◆ **SOURCE TEXT**
CropLife said South Africa had “completely different climate, crops and pests” from Europe and said both farmers and farmworkers were legally obliged to ensure PPE was worn if product instructions said it should be.

But farmworkers said farmers repeatedly ordered them to work on fields soon after crops were sprayed, without PPE. They said pesticides also drifted onto nearby settlements and they had to relieve themselves in sprayed fields due to a lack of toilets.

Women on Farms co-director Carmen Louw said “non-compliance of farmers is a separate issue from toxicity of pesticides.”

“We know of cases where workers had full PPE and still turned orange,” she said. “Even if European farmers had PPE, hazardous pesticides are still banned there.”

Using the law

There is a cocktail of reasons why hazardous pesticides are prevalent in South Africa, said UnPoison network coordinator Anna Shevel.

These include outdated pesticide regulation dating back to the 1940s, a lack of testing for pesticide residue, no public chemical database, illegal pesticide imports, unregulated spraying and few alternatives for farmers.

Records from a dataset
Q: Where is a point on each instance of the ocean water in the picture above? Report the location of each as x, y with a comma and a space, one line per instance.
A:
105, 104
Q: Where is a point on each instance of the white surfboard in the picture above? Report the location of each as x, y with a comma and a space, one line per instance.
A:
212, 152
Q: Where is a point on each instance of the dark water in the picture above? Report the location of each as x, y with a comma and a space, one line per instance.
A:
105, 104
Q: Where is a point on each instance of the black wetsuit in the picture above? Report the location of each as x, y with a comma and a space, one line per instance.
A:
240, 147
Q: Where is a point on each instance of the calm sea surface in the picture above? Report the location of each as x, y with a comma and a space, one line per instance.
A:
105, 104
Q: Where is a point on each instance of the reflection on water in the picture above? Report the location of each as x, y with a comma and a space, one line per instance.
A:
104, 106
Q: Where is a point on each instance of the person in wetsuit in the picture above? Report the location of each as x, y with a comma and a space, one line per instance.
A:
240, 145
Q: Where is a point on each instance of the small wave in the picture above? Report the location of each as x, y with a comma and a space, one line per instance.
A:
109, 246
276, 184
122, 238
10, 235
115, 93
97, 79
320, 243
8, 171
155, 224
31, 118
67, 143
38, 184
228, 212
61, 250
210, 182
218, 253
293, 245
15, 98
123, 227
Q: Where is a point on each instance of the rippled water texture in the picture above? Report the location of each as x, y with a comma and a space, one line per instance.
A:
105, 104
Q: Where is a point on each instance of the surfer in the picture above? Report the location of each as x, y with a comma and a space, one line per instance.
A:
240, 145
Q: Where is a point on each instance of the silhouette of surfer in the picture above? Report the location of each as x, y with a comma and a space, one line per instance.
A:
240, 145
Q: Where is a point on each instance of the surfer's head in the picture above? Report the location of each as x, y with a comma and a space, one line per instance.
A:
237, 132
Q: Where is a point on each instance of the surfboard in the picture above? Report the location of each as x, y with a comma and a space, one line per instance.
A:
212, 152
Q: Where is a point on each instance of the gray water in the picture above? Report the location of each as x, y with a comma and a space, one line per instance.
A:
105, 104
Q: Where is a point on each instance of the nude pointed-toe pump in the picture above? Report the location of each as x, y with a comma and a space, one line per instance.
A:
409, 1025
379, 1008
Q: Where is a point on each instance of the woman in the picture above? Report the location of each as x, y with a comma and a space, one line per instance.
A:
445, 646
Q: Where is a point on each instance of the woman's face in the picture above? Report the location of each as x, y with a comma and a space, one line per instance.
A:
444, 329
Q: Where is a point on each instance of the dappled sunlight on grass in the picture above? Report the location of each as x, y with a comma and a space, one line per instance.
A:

◆ **TASK SET**
- 1) Print the passage of the pesticide article starting with "But farmworkers said" and going on through "lack of toilets.".
- 2) Carry on the article about hazardous pesticides in South Africa, starting after its final sentence.

◆ **LIST OF ANSWERS**
- 1)
But farmworkers said farmers repeatedly ordered them to work on fields soon after crops were sprayed, without PPE. They said pesticides also drifted onto nearby settlements and they had to relieve themselves in sprayed fields due to a lack of toilets.

- 2)
The South African public is unaware of how many hazardous pesticides are used to produce their food, Shevel said.

“There is no pressure from the public on retailers and thus no pressure from retailers to government to regulate production better,” she said.

UnPoison welcomed the DALRRD’s pledge to phase out some chemicals by June 2024, but said they were not the most dangerous ones and the announcement lacked detail such as timelines and methodology.

The DALRRD said it would “continue to review the safety of pesticides that are used in South Africa in line with International trends”.

Solomon from Women on Farms believes the law will be one of the best weapons against pesticide poisoning.

“In January 2023 the German government introduced a new law that German companies have to ensure workers are respected along their value chain,” she said.

France also has progressive legislation to prohibit the production and export of hazardous substances, said Solomon.

“We want to test these laws. Laws are wonderful on paper but in terms of implementation, does it have teeth?” she said.

“If there is a ban, it should be global.”